(Part of a data file)
________
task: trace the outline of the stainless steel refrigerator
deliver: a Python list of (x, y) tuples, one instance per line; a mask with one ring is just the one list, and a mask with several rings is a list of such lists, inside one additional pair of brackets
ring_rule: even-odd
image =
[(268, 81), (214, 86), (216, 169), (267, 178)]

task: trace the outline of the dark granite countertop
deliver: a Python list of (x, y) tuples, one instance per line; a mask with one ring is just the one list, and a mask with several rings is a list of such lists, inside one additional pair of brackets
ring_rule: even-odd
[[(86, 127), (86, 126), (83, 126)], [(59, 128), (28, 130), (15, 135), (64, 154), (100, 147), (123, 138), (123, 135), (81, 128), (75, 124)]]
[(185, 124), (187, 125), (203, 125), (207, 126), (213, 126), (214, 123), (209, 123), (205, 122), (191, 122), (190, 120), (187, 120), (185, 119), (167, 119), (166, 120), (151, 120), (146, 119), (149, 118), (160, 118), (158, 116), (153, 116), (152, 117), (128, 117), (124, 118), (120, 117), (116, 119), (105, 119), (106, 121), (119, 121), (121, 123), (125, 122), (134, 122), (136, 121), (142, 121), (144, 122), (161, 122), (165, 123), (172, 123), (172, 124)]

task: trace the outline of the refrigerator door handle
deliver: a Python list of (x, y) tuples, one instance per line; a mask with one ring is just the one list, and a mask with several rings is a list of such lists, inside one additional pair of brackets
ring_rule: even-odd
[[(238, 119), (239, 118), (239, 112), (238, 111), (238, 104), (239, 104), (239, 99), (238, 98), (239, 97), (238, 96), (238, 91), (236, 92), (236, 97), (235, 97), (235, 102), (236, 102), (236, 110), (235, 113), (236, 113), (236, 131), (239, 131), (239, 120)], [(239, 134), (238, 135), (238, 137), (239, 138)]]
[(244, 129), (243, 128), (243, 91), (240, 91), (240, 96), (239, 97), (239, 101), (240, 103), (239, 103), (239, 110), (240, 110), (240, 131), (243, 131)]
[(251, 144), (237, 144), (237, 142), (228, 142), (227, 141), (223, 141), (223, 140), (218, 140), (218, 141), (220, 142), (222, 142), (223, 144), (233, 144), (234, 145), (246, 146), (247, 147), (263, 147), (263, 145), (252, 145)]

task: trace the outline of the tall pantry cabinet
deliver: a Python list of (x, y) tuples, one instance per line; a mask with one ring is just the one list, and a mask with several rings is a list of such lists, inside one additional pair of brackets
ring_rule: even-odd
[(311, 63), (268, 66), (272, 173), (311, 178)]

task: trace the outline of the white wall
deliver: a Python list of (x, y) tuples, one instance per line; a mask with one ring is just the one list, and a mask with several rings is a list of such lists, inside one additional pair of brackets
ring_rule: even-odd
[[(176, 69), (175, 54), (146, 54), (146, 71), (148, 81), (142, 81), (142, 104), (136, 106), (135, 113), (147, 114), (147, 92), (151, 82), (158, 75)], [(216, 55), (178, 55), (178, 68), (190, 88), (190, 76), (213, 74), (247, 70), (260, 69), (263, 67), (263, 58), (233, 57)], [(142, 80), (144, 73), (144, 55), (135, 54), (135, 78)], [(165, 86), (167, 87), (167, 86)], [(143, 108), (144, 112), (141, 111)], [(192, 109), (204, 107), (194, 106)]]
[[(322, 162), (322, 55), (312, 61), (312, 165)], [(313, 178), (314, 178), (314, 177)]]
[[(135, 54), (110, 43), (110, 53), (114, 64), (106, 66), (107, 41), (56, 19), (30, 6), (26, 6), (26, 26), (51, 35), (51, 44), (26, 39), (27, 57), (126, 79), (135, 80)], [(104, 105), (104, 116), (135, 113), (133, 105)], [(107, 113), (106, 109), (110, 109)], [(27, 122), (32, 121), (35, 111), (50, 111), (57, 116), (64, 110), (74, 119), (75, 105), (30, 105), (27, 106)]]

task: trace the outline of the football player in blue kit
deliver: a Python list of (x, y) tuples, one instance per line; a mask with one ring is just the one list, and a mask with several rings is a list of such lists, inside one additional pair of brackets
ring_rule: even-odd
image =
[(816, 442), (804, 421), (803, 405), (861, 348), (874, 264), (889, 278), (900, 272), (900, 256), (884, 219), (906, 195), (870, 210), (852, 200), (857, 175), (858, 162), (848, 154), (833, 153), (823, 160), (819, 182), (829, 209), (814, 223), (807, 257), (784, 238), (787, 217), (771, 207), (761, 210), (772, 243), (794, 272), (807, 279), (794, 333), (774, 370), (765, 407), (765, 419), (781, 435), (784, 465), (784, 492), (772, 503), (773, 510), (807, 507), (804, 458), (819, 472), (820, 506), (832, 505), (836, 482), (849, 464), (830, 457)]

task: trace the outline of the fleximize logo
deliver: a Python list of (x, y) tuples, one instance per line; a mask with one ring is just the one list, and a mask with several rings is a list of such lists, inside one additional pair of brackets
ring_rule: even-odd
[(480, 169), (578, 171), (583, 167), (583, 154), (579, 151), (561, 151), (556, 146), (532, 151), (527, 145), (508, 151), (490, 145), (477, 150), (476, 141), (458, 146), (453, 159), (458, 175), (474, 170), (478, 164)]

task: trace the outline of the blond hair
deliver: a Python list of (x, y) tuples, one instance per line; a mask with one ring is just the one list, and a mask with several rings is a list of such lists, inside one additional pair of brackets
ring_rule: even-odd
________
_BRIEF_
Copy the lines between the one containing "task: trace the outline of the dark" and the one containing "123), (172, 124)]", inclusive, reproducing them character for character.

_FINISHED ANSWER_
task: trace the outline of the dark granite countertop
deliver: a Python list of (x, y) tuples, one instance per line; a mask with one ring is just the one list, and a mask with several rings is a list of such lists, inside one additional pair of brackets
ring_rule: even-odd
[[(86, 127), (86, 126), (83, 126)], [(59, 128), (28, 130), (15, 135), (64, 154), (100, 147), (123, 138), (123, 135), (81, 128), (75, 124)]]
[(185, 124), (187, 125), (203, 125), (207, 126), (213, 126), (214, 123), (209, 123), (205, 122), (191, 122), (190, 120), (187, 120), (185, 119), (167, 119), (166, 120), (151, 120), (146, 119), (149, 118), (160, 118), (158, 116), (153, 116), (152, 117), (128, 117), (124, 118), (120, 117), (116, 119), (105, 119), (106, 121), (119, 121), (121, 123), (125, 122), (134, 122), (136, 121), (142, 121), (144, 122), (161, 122), (165, 123), (172, 123), (172, 124)]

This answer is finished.